══ Entries ══

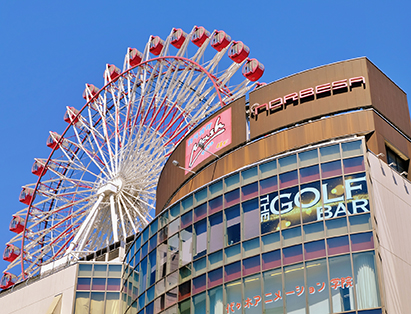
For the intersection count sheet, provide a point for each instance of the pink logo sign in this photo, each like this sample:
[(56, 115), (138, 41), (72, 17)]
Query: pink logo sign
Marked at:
[(208, 140)]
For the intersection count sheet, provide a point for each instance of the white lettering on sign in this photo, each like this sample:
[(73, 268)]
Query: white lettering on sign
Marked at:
[(305, 93)]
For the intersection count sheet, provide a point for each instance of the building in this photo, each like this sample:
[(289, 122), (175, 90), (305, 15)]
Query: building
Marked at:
[(295, 202)]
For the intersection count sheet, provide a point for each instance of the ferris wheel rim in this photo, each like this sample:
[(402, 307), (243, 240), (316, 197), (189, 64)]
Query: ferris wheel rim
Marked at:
[(91, 100)]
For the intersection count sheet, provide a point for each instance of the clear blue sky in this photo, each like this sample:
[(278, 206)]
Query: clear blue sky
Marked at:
[(50, 49)]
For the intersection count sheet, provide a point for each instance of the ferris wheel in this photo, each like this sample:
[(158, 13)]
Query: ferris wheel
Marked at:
[(98, 185)]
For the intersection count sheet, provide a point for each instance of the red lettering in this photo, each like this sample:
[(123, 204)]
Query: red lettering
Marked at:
[(275, 103), (292, 97), (256, 106), (306, 92), (323, 88), (357, 79), (339, 84)]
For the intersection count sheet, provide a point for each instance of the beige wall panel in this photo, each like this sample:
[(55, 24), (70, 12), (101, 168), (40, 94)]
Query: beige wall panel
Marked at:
[(361, 123), (392, 208), (36, 297)]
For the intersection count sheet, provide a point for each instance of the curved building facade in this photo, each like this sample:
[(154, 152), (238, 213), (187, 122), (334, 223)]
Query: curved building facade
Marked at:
[(283, 205)]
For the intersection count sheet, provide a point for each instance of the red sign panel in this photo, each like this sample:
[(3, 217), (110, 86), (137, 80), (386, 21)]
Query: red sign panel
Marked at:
[(208, 140)]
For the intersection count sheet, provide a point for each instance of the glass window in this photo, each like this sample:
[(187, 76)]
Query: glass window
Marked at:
[(231, 198), (199, 303), (360, 223), (173, 227), (153, 227), (314, 249), (232, 271), (341, 283), (114, 284), (269, 185), (251, 265), (291, 236), (215, 205), (144, 236), (288, 179), (162, 235), (215, 277), (199, 284), (112, 302), (317, 287), (251, 247), (351, 148), (294, 289), (268, 169), (215, 300), (153, 242), (200, 240), (270, 241), (162, 220), (249, 191), (114, 271), (200, 196), (232, 253), (172, 280), (184, 290), (82, 302), (215, 259), (273, 291), (292, 254), (173, 253), (251, 219), (216, 188), (310, 199), (271, 259), (289, 209), (338, 245), (199, 266), (355, 164), (175, 211), (184, 307), (330, 153), (308, 158), (309, 174), (362, 241), (152, 268), (187, 203), (233, 234), (366, 280), (252, 295), (97, 303), (162, 260), (186, 219), (336, 226), (233, 291), (232, 182), (100, 270), (83, 283), (216, 232), (331, 169), (185, 273), (287, 163), (249, 175), (200, 212), (171, 297), (99, 284)]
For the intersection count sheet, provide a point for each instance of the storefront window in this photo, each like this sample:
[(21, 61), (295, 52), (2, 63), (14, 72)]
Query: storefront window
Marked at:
[(317, 287)]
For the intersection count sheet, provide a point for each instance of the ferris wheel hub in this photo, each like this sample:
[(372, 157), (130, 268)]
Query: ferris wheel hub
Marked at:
[(112, 187)]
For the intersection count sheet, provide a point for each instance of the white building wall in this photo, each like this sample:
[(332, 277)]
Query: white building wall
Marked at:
[(392, 207), (36, 297)]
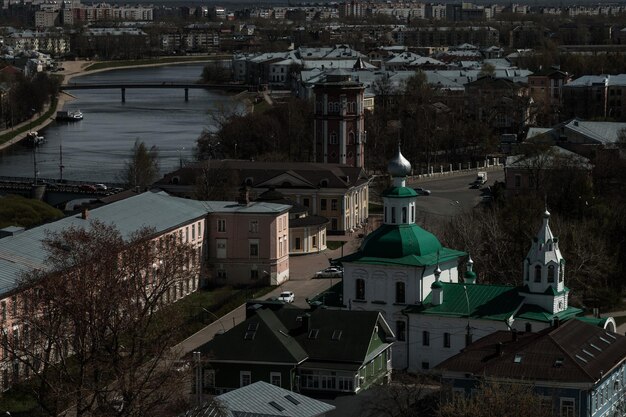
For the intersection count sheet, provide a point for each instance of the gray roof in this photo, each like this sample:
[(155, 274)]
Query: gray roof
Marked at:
[(24, 251), (257, 400), (603, 132)]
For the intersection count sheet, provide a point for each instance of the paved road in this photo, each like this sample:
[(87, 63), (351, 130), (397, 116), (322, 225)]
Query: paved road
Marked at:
[(302, 269), (451, 195)]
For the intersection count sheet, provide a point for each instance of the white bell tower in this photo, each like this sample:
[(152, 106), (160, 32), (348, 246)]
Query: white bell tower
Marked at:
[(544, 271)]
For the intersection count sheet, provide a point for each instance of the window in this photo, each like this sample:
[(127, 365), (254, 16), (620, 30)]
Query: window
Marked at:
[(401, 330), (209, 378), (567, 407), (254, 249), (551, 273), (360, 289), (253, 226), (400, 292), (538, 273), (275, 378), (245, 378)]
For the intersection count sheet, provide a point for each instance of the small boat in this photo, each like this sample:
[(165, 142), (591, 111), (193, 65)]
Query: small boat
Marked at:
[(69, 116), (34, 139)]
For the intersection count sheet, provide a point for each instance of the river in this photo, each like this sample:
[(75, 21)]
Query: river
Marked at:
[(97, 148)]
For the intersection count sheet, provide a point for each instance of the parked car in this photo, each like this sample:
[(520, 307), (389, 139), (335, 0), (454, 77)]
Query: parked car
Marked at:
[(330, 272), (87, 187), (286, 296)]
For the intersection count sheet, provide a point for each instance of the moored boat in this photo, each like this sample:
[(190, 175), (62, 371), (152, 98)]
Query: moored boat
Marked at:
[(69, 116)]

═══

Do this
Rewrite every line above as a JSON list of strings, one string per line, skipping blank lines and leaving out the pictures.

Answer to the task
[
  "For the intersection count sheet, provide a point for each instance of the pink logo sign in this photo, each like this sample:",
  "[(56, 115), (138, 41), (72, 17)]",
  "Query: pink logo sign",
  "Marked at:",
  "[(208, 140)]",
  "For the intersection count sheet, provide a point for each instance of the white lettering on sign in this photo, each like this sample:",
  "[(73, 268)]",
  "Query: white lettering on sign",
  "Marked at:",
  "[(305, 93)]",
  "For the intersection count sheet, provide a point for each instance of the building in this photo, each like this sample:",
  "[(289, 122), (175, 90), (305, 15)]",
  "Query: building",
  "Marked at:",
  "[(295, 202)]",
  "For the intersection count sheet, provide a point for each instance of the ferris wheel rim in this photo, each like this sample:",
  "[(402, 307), (243, 240), (316, 197), (189, 64)]",
  "Query: ferris wheel rim",
  "Marked at:",
  "[(91, 100)]",
  "For the intersection count sheet, provide a point for each instance of the clear blue sky in this photo, each like this sample:",
  "[(278, 206)]",
  "Query: clear blue sky",
  "Marked at:",
  "[(50, 49)]",
  "For the intersection count sheet, provide a point for each instance of the ferris wheel in this photo, each like this sample:",
  "[(158, 13)]",
  "Query: ferris wheel",
  "Marked at:",
  "[(98, 185)]",
  "For the intersection count sheet, provide a point for each instance of the red lettering in this photo, each like this sample:",
  "[(123, 204)]",
  "Query: red lettering",
  "Marked at:",
  "[(275, 103), (292, 97), (256, 106), (306, 92), (323, 88), (357, 79), (339, 84)]",
  "For the intersection count sheet, provide a point for each instance of the beige wall panel in this photo, each like this sample:",
  "[(55, 24), (70, 12), (101, 168), (40, 94)]",
  "Query: beige wall panel",
  "Marked at:",
  "[(361, 123), (392, 208), (36, 297)]",
  "For the intersection count sheet, provide a point for each instance of the curved building facade in this photo, each like this sample:",
  "[(154, 152), (238, 213), (187, 122), (334, 223)]",
  "Query: curved building facade",
  "Marked at:",
  "[(283, 205)]",
  "For the intersection count sheet, provide a point for each instance of the red sign panel in this photo, each like this sample:",
  "[(3, 217), (110, 86), (137, 80), (386, 21)]",
  "Query: red sign panel",
  "Marked at:",
  "[(208, 140)]",
  "For the intersection count sheet, provide a point for each instance of the glass window in this photo, each like this sample:",
  "[(187, 76)]",
  "Query: glass window",
  "Marked at:",
  "[(231, 198), (199, 303), (360, 223), (173, 227), (153, 227), (314, 249), (232, 271), (341, 283), (114, 284), (269, 185), (251, 265), (291, 236), (215, 205), (144, 236), (288, 179), (162, 235), (215, 277), (199, 284), (112, 302), (317, 287), (251, 247), (351, 148), (294, 289), (268, 169), (215, 300), (153, 242), (200, 240), (270, 241), (162, 220), (249, 191), (114, 271), (200, 196), (232, 253), (172, 280), (184, 290), (82, 302), (215, 259), (273, 291), (292, 254), (173, 253), (251, 219), (216, 188), (310, 199), (271, 259), (289, 209), (338, 245), (199, 266), (355, 164), (175, 211), (184, 307), (330, 153), (308, 158), (309, 174), (362, 241), (152, 268), (187, 203), (233, 234), (366, 280), (252, 295), (97, 303), (162, 260), (186, 219), (336, 226), (233, 291), (232, 182), (100, 270), (83, 283), (216, 232), (331, 169), (185, 273), (287, 163), (249, 175), (200, 212), (171, 297), (99, 284)]",
  "For the intersection count sheet, provide a point for each instance of the storefront window in this photo, each like this sample:",
  "[(21, 61), (295, 52), (2, 63), (14, 72)]",
  "Query: storefront window",
  "Marked at:",
  "[(317, 287)]",
  "For the intersection count sheet, provide a point for each instance of the ferris wheel hub in this photo, each like this sample:",
  "[(372, 157), (130, 268)]",
  "Query: ferris wheel hub",
  "Marked at:",
  "[(112, 187)]",
  "For the intersection count sheet, provide a point for each instance of the white building wall in this photo, each like this sample:",
  "[(332, 277)]",
  "Query: white building wall",
  "Marked at:",
  "[(392, 207), (36, 297)]",
  "For the intersection count sheet, provide a point for each instance of the gray roof in this photo, each like this sample:",
  "[(155, 274)]",
  "Query: gray roof",
  "Marked at:",
  "[(24, 251), (257, 400), (603, 132)]",
  "For the intersection count sheet, provide a point for each instance of the paved road in this photo, each like this sample:",
  "[(87, 63), (351, 130), (397, 116), (322, 225)]",
  "Query: paved road",
  "Marked at:",
  "[(302, 269), (451, 195)]",
  "For the intersection count sheet, provide a point for each instance of the white bell tower in this photo, each like this sample:",
  "[(152, 106), (160, 32), (348, 246)]",
  "Query: white bell tower",
  "Marked at:",
  "[(544, 271)]",
  "For the intersection count sheet, provide a point for each instance of the window in this photo, each like this sample:",
  "[(127, 365), (254, 16), (620, 30)]",
  "Query: window",
  "Marked at:",
  "[(401, 330), (209, 378), (567, 407), (254, 249), (551, 273), (360, 289), (253, 226), (400, 292), (538, 273), (275, 378), (245, 378)]",
  "For the intersection count sheet, provide a point for each instance of the small boat in this photo, each like this sample:",
  "[(165, 142), (591, 111), (193, 65)]",
  "Query: small boat",
  "Marked at:",
  "[(69, 116), (34, 139)]",
  "For the intersection count sheet, provide a point for each instance of the river in this photo, each like this sample:",
  "[(75, 21)]",
  "Query: river",
  "Marked at:",
  "[(97, 148)]",
  "For the intersection count sheet, provide a point for each instance of the parked car in this photo, each like this sample:",
  "[(520, 307), (389, 139), (335, 0), (454, 77)]",
  "Query: parked car",
  "Marked at:",
  "[(330, 272), (87, 187), (286, 296)]",
  "For the intersection count sheet, provide a point for each instance of the moored boat in this photo, each like this sample:",
  "[(190, 175), (62, 371), (152, 98)]",
  "Query: moored boat",
  "Marked at:",
  "[(69, 116)]"
]